Des dépôts d’artistes tels qu’André Lhôte, Raoul Dufy, Kees Van Dongen, provenant du Musée national d’art moderne-Centre Pompidou, complètent la collection de beaux-arts et de bibliophilie léguée par Richard Anacréon, libraire parisien originaire de Granville.

Salle des collections permanentes, Musée d’art moderne Richard Anacréon, Granville. © Benoit Croisy, coll. ville de Granville
En 2025, deux sections du parcours permanents sont renouvelées pour s’intéresser à l’émancipation de la femme et au dialogue entre les arts et la musique dans les collections du Musée d’art moderne Richard Anacréon.
Peindre la musique
À la faveur des bouleversements de la Révolution industrielle, les échanges entre arts visuels et musique s’intensifient dès la fin du XIXe siècle. L’ascension d’une bourgeoisie fortunée et la généralisation de l’instruction publique instaurent de nouvelles pratiques culturelles.
Cette période connaît des avancées majeures dans le domaine musical : de nouveaux instruments apparaissent, comme le saxophone, et d’autres gagnent en technicité. L’invention du gramophone et l’essor de la radio introduisent la musique dans les foyers. Parallèlement, la libéralisation des pratiques musicales hors des théâtres officiels favorise la démocratisation du divertissement : cafés-concerts, cabarets et bals populaires se multiplient. Cette effervescence donne naissance à l’âge d’or de l’illustration, incarné par les affiches iconiques de Toulouse-Lautrec ou Paul Berthon.
Les instruments de musique deviennent un motif pictural récurrent. Le piano, symbole de raffinement et d’éducation, occupe une place centrale dans la peinture de Caillebotte à Renoir, tandis que la musique populaire anime l’espace public avec fanfares et musiciens ambulants, immortalisés par Millet, Daumier ou Gen Paul.
Les affinités entre peintres et musiciens transparaissent dans leur vie personnelle ou à travers de fructueuses collaborations : Manet épouse une pianiste, Degas et Toulouse-Lautrec côtoient des musiciens, et Bonnard illustre les partitions de Claude Terrasse. Cette osmose préfigure les avant-gardes du XXe siècle et la quête d’une synthèse totale des arts.

**Consigne**: D'après le texte sur le Musée d'art moderne Richard Anacréon, quel nouvel instrument de musique est cité en exemple parmi ceux qui apparaissent à cette période ?

**Entrées extraites d'une collection**:
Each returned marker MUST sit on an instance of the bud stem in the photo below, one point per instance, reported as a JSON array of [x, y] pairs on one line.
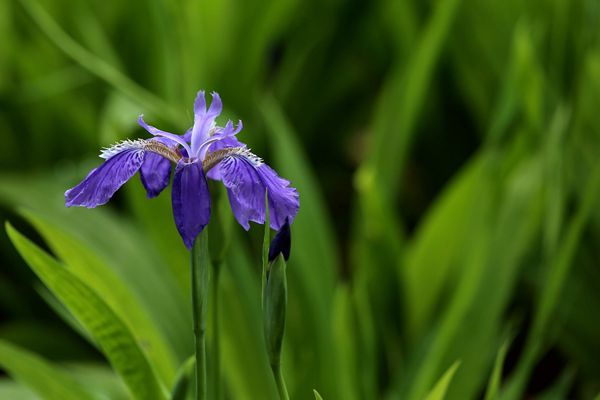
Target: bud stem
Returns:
[[281, 389], [200, 269]]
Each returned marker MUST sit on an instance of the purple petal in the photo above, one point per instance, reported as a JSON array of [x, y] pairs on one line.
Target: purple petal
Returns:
[[162, 134], [101, 183], [246, 185], [191, 201], [204, 119], [155, 173]]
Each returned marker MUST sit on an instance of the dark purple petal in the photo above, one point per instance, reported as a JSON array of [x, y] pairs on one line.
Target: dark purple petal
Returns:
[[246, 185], [191, 201], [281, 243], [100, 184], [155, 173]]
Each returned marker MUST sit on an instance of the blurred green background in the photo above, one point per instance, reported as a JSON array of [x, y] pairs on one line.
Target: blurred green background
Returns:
[[446, 154]]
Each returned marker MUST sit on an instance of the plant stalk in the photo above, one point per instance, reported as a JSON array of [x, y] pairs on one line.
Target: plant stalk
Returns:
[[200, 271], [281, 388]]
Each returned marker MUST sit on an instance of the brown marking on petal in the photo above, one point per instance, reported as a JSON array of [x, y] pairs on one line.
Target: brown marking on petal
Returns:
[[170, 153], [217, 156]]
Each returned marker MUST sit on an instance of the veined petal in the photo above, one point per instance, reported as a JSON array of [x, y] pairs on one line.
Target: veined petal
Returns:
[[246, 183], [101, 183], [155, 173], [191, 201], [204, 119]]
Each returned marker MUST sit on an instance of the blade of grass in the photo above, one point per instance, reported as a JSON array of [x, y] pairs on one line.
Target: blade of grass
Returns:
[[47, 380], [106, 328], [99, 67], [441, 387]]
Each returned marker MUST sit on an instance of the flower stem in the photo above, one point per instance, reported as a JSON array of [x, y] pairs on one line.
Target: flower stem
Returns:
[[216, 355], [200, 270], [281, 389]]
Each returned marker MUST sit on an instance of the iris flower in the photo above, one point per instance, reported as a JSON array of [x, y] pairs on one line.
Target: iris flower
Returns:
[[205, 150]]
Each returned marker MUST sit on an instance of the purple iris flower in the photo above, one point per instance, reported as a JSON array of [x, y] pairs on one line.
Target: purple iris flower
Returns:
[[206, 150]]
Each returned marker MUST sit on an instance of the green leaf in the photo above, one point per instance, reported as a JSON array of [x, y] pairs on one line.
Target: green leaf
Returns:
[[106, 328], [401, 102], [311, 282], [441, 387], [98, 66], [494, 383], [86, 265], [47, 380], [184, 381]]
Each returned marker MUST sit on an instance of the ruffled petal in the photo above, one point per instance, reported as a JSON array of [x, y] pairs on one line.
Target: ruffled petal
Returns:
[[246, 185], [101, 183], [204, 119], [155, 173], [191, 201]]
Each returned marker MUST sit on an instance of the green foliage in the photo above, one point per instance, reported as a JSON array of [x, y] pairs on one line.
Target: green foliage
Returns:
[[445, 153]]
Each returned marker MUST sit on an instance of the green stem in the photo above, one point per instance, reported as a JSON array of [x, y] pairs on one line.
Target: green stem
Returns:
[[281, 389], [216, 384], [200, 270]]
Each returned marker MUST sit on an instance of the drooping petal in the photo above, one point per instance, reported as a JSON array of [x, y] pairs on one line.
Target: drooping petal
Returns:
[[204, 119], [155, 173], [246, 184], [191, 201], [100, 184]]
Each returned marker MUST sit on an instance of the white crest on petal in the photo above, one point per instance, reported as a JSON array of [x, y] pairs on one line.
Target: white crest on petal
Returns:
[[247, 154], [137, 144]]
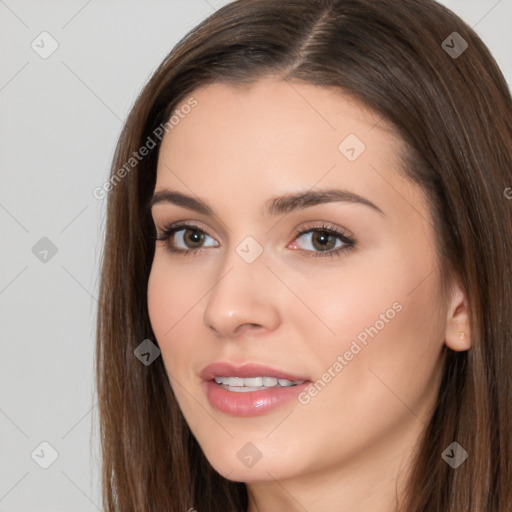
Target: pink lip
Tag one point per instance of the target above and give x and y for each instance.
(249, 403)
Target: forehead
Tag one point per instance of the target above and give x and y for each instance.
(274, 136)
(275, 119)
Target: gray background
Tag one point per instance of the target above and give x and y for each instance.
(59, 121)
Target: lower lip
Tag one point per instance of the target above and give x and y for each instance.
(251, 403)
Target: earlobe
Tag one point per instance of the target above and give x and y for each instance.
(458, 335)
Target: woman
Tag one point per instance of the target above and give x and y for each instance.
(240, 364)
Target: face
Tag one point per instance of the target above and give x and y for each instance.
(339, 291)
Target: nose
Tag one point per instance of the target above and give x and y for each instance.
(241, 299)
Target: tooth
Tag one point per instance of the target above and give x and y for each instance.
(253, 381)
(235, 381)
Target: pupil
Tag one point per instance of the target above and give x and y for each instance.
(323, 237)
(196, 237)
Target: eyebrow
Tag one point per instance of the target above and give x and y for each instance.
(276, 206)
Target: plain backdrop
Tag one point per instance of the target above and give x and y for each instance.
(60, 116)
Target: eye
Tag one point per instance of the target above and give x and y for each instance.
(190, 236)
(324, 240)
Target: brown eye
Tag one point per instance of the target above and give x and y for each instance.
(323, 240)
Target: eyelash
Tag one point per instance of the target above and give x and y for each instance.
(350, 243)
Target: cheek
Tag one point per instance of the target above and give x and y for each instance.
(171, 299)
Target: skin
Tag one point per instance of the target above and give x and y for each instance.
(350, 447)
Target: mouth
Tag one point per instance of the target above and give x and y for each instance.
(250, 389)
(243, 385)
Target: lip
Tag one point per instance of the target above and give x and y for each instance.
(226, 369)
(250, 403)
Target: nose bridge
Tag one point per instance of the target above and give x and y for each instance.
(241, 293)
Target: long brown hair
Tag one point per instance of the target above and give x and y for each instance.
(454, 113)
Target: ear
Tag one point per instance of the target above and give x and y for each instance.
(457, 335)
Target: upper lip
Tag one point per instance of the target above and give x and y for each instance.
(226, 369)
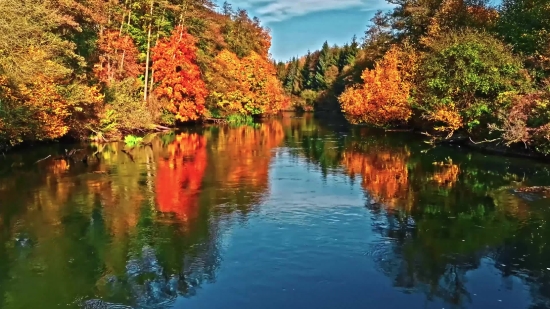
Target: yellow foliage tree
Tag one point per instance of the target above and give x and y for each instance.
(384, 96)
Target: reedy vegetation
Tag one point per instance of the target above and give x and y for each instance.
(112, 67)
(441, 66)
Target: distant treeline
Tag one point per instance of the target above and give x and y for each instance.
(440, 66)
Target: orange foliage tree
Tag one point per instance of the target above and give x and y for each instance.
(43, 110)
(383, 98)
(181, 88)
(179, 178)
(118, 57)
(246, 86)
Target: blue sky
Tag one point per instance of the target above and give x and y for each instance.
(299, 25)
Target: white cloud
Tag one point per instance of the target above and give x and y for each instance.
(279, 10)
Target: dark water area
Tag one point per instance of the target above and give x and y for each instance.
(291, 213)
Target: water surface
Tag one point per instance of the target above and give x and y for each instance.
(290, 213)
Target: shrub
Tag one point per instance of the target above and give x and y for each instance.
(462, 75)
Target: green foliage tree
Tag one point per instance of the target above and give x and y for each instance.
(462, 75)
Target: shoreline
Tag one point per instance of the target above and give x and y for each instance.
(324, 115)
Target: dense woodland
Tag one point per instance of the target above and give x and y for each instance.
(98, 68)
(102, 69)
(448, 68)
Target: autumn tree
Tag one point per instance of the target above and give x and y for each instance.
(525, 24)
(247, 86)
(383, 98)
(181, 88)
(43, 96)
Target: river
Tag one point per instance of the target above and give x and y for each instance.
(292, 212)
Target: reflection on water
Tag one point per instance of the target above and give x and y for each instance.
(290, 212)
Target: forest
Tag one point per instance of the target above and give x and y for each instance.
(94, 69)
(450, 69)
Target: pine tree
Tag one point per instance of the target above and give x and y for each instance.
(305, 72)
(321, 68)
(291, 75)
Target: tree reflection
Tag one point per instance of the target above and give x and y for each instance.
(135, 226)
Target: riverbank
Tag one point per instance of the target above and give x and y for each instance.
(335, 119)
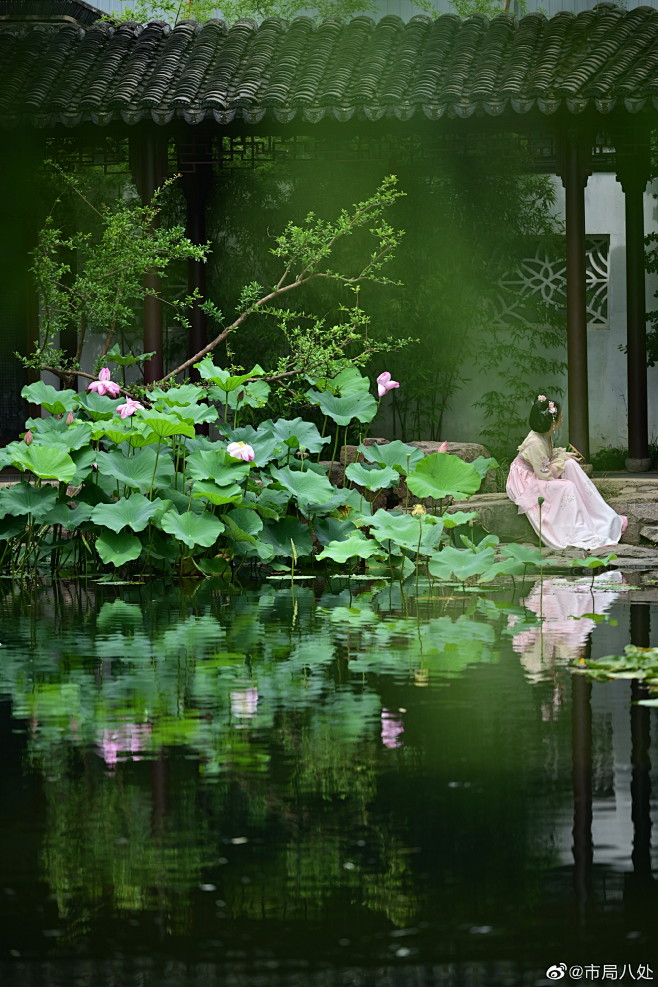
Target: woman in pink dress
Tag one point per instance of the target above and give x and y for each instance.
(573, 513)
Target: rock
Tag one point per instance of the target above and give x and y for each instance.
(650, 532)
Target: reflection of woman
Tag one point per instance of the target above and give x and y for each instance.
(573, 513)
(564, 628)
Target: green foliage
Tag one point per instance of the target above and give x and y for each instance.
(152, 492)
(90, 282)
(441, 475)
(466, 216)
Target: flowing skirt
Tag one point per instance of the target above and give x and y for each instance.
(573, 515)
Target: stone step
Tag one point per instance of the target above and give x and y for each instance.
(636, 498)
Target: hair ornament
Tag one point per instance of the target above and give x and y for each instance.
(551, 410)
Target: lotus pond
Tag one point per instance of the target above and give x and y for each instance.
(326, 782)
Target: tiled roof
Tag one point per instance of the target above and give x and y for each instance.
(604, 58)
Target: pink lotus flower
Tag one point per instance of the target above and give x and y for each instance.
(391, 730)
(244, 702)
(129, 408)
(385, 384)
(240, 450)
(124, 743)
(104, 385)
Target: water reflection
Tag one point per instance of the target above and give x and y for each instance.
(568, 612)
(283, 775)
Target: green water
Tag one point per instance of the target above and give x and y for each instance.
(329, 783)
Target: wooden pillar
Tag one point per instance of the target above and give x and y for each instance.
(197, 178)
(633, 174)
(575, 168)
(148, 160)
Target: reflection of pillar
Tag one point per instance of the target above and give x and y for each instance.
(148, 159)
(159, 778)
(581, 733)
(575, 170)
(197, 181)
(641, 878)
(633, 174)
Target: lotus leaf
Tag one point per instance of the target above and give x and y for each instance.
(229, 493)
(69, 517)
(54, 401)
(133, 512)
(126, 359)
(207, 464)
(461, 563)
(192, 529)
(222, 378)
(342, 410)
(407, 531)
(294, 434)
(307, 487)
(165, 426)
(98, 406)
(48, 463)
(279, 534)
(441, 475)
(397, 455)
(138, 471)
(355, 545)
(23, 498)
(371, 478)
(117, 549)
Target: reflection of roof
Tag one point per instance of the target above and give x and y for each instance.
(605, 58)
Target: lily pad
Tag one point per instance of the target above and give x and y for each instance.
(442, 475)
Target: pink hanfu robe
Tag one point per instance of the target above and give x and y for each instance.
(573, 514)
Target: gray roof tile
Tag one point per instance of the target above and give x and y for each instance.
(603, 58)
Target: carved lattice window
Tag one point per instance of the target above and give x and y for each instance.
(538, 285)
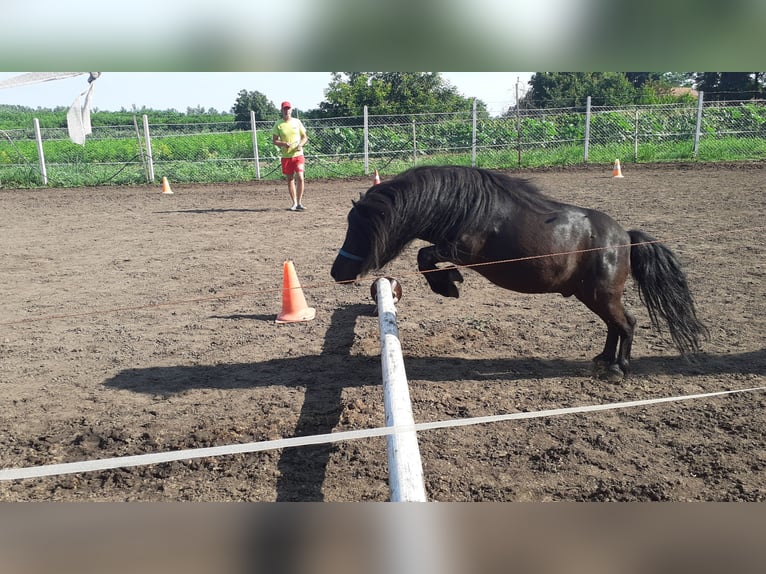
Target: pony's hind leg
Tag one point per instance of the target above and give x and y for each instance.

**Réponse**: Le saxophone.